Job:
Switch "supplied photograph" to "provided image" in the material, covering everything from the line containing "Per the specification, this detector localizes the cross" down to the line containing "(192, 0), (203, 93)". Return only those lines, with nothing else changed.

[Raw records]
--------------------------------------------------

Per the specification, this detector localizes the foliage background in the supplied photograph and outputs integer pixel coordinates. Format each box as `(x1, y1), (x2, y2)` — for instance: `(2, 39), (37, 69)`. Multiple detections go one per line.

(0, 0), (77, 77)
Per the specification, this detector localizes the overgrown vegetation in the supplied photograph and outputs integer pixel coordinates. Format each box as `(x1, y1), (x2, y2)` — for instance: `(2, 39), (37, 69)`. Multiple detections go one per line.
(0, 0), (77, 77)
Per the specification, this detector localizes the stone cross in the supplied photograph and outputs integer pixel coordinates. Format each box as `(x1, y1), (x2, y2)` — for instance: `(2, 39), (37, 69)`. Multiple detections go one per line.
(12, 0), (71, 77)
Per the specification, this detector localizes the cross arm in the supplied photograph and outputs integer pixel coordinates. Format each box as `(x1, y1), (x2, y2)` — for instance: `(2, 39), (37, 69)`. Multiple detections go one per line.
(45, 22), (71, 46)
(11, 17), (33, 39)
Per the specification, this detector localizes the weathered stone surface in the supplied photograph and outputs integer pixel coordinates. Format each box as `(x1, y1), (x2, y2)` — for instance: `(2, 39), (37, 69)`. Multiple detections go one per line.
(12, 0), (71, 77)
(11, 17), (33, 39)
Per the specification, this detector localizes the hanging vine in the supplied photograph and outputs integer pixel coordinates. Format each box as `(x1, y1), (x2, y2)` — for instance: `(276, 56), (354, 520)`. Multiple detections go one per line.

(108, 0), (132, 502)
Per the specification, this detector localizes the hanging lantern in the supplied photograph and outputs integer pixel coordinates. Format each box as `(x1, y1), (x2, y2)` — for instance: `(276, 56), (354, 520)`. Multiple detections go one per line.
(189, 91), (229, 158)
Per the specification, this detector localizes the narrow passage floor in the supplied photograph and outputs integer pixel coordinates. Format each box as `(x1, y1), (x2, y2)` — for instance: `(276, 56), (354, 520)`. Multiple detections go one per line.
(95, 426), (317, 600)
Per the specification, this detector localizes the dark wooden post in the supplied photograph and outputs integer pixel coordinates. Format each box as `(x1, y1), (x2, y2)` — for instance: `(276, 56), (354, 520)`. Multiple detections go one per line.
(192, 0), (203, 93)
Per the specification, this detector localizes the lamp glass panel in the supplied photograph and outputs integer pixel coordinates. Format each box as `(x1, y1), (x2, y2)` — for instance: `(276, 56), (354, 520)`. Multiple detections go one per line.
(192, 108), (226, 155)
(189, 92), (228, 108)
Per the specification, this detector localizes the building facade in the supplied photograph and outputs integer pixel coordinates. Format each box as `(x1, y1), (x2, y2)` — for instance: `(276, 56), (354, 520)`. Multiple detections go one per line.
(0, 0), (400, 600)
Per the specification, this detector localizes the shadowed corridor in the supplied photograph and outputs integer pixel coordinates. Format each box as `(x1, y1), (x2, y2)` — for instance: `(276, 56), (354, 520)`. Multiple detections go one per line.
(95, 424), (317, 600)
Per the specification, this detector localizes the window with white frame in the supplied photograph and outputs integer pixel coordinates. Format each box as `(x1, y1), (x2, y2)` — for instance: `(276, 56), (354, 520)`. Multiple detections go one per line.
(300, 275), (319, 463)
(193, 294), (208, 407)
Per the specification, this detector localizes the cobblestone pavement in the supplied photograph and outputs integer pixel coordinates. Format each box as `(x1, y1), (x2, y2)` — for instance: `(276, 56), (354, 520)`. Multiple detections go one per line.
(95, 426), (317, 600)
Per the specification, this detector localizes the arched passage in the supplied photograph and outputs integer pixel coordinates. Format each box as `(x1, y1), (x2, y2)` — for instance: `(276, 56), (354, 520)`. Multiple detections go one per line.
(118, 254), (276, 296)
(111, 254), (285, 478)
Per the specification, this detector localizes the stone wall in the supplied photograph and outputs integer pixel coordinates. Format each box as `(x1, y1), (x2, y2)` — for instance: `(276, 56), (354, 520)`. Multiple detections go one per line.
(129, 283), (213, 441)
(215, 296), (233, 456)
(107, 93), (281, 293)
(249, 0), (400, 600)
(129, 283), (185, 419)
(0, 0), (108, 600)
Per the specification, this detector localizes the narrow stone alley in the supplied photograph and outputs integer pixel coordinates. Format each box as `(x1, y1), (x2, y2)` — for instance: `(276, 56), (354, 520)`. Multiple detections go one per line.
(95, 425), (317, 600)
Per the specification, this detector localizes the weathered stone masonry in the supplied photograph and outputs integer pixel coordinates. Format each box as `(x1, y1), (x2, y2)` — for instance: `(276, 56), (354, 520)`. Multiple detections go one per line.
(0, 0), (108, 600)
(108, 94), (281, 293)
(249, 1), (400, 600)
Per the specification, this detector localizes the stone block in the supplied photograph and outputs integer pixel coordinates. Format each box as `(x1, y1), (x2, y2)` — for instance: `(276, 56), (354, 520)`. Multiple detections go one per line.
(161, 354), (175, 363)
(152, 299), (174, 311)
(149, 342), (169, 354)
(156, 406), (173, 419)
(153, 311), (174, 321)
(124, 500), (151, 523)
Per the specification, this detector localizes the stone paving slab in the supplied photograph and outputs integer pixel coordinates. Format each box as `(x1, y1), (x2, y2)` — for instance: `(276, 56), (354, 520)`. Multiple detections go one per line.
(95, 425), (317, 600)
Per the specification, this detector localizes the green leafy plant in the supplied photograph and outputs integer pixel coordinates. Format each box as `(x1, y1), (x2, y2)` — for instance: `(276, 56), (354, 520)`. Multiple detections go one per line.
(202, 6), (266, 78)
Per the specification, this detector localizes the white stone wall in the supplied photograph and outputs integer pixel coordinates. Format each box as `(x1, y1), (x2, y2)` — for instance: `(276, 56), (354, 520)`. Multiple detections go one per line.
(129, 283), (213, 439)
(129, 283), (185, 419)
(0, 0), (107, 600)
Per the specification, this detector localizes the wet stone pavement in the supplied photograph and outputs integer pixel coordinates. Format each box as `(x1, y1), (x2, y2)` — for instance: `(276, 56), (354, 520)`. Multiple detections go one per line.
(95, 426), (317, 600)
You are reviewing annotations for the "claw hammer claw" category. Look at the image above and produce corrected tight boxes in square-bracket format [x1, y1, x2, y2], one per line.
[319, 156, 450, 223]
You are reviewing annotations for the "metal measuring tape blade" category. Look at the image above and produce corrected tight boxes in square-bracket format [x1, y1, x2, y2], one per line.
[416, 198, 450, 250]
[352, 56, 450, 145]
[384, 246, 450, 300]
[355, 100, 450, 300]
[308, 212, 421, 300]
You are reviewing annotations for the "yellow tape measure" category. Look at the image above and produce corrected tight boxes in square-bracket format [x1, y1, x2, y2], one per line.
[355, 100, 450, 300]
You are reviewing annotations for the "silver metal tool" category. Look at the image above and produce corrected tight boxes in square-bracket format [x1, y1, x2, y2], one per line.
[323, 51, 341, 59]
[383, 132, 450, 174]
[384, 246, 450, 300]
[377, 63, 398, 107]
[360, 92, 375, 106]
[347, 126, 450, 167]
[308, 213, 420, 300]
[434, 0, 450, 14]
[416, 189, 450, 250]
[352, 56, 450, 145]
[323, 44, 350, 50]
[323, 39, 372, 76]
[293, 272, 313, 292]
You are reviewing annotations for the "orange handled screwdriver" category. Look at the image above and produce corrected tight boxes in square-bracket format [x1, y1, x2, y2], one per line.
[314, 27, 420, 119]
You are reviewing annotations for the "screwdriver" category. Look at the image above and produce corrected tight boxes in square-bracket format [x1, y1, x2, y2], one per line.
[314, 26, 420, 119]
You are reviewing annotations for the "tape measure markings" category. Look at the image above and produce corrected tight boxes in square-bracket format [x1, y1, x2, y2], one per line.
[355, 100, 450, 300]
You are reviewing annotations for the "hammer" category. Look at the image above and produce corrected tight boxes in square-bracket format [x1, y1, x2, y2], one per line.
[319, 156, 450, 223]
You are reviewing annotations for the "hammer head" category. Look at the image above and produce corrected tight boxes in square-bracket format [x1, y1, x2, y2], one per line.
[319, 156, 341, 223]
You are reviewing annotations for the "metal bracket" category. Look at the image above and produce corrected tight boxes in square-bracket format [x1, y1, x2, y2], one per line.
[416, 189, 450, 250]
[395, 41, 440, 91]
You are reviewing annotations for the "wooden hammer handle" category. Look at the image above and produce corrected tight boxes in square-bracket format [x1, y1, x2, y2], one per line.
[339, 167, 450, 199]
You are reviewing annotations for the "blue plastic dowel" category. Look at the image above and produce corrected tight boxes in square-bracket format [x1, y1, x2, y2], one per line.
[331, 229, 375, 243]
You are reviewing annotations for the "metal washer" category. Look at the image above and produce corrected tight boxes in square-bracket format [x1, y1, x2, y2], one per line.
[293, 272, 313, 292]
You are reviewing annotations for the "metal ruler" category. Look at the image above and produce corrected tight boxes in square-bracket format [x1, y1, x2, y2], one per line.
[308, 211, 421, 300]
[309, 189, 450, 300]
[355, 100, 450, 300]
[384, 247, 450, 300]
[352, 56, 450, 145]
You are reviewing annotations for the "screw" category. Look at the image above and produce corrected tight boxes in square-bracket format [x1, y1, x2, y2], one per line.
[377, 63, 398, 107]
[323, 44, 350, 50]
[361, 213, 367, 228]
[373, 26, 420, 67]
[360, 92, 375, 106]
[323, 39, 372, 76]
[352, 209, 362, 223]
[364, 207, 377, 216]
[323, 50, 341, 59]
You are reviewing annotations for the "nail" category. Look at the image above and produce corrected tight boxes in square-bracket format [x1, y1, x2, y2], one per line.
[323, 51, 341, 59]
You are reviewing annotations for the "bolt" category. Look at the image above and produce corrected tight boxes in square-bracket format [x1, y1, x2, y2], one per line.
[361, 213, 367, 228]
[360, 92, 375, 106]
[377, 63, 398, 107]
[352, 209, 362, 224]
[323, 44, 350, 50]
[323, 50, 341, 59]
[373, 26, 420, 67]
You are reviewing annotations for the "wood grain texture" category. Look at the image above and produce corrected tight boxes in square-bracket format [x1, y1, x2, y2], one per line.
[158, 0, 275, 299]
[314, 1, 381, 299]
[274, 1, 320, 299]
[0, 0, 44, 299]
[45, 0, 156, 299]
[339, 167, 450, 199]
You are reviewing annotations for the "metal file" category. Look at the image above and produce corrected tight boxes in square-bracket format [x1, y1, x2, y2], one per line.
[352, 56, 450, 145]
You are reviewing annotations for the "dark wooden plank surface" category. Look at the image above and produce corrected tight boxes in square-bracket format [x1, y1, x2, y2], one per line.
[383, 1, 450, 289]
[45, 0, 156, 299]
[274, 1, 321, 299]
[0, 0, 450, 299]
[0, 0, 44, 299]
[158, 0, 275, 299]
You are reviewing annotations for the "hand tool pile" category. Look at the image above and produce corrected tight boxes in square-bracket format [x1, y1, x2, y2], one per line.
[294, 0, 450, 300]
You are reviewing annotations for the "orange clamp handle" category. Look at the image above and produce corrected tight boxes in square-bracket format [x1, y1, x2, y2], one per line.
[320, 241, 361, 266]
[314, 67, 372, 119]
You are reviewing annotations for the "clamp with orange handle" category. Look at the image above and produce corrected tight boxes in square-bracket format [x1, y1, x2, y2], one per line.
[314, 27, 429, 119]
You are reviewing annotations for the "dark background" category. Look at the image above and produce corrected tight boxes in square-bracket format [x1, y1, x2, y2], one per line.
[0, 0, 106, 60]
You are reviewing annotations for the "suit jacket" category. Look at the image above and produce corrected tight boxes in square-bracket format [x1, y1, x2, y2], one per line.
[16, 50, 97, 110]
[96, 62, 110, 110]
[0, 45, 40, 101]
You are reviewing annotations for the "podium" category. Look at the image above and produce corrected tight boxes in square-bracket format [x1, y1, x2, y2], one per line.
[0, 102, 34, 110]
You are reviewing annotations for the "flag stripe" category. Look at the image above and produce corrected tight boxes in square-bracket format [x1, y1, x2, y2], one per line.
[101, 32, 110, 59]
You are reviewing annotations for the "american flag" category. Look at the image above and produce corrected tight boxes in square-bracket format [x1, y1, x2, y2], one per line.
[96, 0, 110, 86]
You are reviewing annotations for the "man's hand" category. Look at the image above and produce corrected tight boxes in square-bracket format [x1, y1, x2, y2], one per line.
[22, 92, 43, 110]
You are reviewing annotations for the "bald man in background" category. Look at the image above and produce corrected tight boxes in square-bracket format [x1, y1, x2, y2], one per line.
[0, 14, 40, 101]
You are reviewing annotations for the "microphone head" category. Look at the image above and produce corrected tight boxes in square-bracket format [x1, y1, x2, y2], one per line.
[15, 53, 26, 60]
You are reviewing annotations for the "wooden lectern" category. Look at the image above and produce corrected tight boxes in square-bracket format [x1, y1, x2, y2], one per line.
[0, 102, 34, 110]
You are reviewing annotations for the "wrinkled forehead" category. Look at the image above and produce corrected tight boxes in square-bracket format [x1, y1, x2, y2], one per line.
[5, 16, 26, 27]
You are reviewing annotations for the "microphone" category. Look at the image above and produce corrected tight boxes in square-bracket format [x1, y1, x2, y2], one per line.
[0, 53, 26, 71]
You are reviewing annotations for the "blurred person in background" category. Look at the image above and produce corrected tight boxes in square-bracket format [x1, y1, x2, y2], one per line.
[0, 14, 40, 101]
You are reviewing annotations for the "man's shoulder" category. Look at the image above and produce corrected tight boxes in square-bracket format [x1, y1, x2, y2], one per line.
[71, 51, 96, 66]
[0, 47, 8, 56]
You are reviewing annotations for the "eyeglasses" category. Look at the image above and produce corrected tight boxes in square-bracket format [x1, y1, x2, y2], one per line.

--------------------------------------------------

Exercise solution:
Per the specification, this detector localizes the cross arm in the provided image and outputs integer pixel coordinates. Format each box as `(x1, y1), (x2, y2)` — for instance: `(2, 39), (37, 69)`. Multiple detections go one per line.
(45, 22), (71, 46)
(11, 17), (33, 39)
Per the specification, this detector localizes the weathered stone surface in the provided image and outputs integer pixel coordinates. Format each box as `(x1, y1), (x2, y2)` — for instance: `(2, 39), (37, 69)`. Multiple detections go one per line.
(12, 0), (71, 77)
(11, 17), (33, 39)
Per the specification, this detector localizes the hanging vine in the provided image and outputs integer pixel coordinates. Format each box as `(x1, y1), (x2, y2)` — for instance: `(276, 56), (354, 520)`. Multiple detections go one per line.

(108, 0), (132, 502)
Per the specification, this detector localizes the hanging lantern in the provided image and outputs integer pixel coordinates. Format each box as `(x1, y1), (x2, y2)` — for instance: `(276, 56), (354, 520)`. Multiple detections go one per line.
(189, 91), (229, 158)
Per the specification, this detector localizes the narrow passage floor in the provided image and outputs integer pixel coordinates. Format each box as `(x1, y1), (x2, y2)` — for instance: `(276, 56), (354, 520)`. Multiple detections go one per line.
(95, 426), (317, 600)
Per the specification, this detector localizes the dark wooden post in the provided image and outputs integer pixel coordinates. Format each box as `(x1, y1), (x2, y2)` — for instance: `(276, 56), (354, 520)`. Multiple detections go one per line.
(192, 0), (203, 93)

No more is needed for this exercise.